Task requirements: Reproduce the material below, replacing every "Target" with "Object" and leaving everything else untouched.

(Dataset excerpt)
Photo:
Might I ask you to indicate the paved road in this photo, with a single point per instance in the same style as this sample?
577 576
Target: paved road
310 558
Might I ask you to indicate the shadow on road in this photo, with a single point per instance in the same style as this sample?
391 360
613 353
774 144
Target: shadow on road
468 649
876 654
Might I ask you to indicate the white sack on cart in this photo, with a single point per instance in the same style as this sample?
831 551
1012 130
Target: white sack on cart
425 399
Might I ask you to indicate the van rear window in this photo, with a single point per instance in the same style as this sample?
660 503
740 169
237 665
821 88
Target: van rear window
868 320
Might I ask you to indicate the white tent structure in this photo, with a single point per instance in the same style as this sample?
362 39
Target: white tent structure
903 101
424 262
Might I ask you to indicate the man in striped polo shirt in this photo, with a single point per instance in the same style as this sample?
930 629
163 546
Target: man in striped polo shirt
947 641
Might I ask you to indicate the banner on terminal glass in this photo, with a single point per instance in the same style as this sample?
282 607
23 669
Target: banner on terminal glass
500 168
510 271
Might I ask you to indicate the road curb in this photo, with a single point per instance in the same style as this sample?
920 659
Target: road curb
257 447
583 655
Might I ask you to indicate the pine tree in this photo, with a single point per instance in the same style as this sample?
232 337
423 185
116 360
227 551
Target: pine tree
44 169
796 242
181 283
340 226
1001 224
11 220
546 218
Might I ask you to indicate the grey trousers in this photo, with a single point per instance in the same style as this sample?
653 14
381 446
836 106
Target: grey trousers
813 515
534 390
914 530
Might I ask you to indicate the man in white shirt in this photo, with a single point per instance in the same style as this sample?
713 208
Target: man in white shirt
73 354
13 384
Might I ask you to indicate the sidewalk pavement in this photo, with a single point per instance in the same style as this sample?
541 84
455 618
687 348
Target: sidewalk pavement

Expected answer:
Photo:
Might I ask you to indicate the paved road in this photo, with a single point per instance in the same style as this sample?
577 576
Object: paved road
310 558
Might I ask you to indicate the shadow on road in this photo, with a single point per instance in the same style as this sample?
391 360
613 353
774 144
Object: shadow on road
468 649
876 654
Might I ask you to indicate the white sack on cart in this photo, with a single point per instance in the same style as this sample?
831 551
1012 130
Object: white sack on cart
425 399
Might I ask you to indicate the van rear window in this photo, with a single point per instance in the same style as this sample?
660 503
740 169
237 665
821 88
Object: van rear window
868 320
Might I ask you to indicate the white tent structure in this photo, with a single point per instance in the same style as this sample?
362 39
Object: white tent structure
903 101
424 262
Might I ask you to indicate the man in striped polo shirt in this photo, with a single point per instance in the same style as this sample?
930 629
163 546
Object: man in striped polo shirt
947 641
Might I ask you to indicate the banner on terminal glass in this photo, with a single point per instance in the same style as this sample?
282 607
23 669
Object: banner on terminal glass
500 168
510 271
Might I ask you to indicate the road curb in this photo, with a single point per instance in the same style as this sample?
920 659
Object: road curb
257 447
583 655
Might I ask you to indicate the pine tree in this photo, with a single point per instance in the same style as this sample?
232 337
423 185
116 360
227 551
Object: pine tree
44 169
796 242
181 283
340 226
1001 224
11 220
546 218
Might I ask you to indicate the grey trousers in this photo, with a single point per instance in the same style as this sample?
653 14
381 446
836 106
Object: grey trousers
813 515
534 390
914 530
Might I ask you to indicate the man in white shirt in this photo, with a single point per instance in the same style as this sample?
713 208
Object: man in white shirt
73 354
13 384
Might I ask you to indicate the sidewalk pavement in this photo, with a single point per instance in the same style as this sample?
541 84
455 618
687 348
Object: sidewalk pavement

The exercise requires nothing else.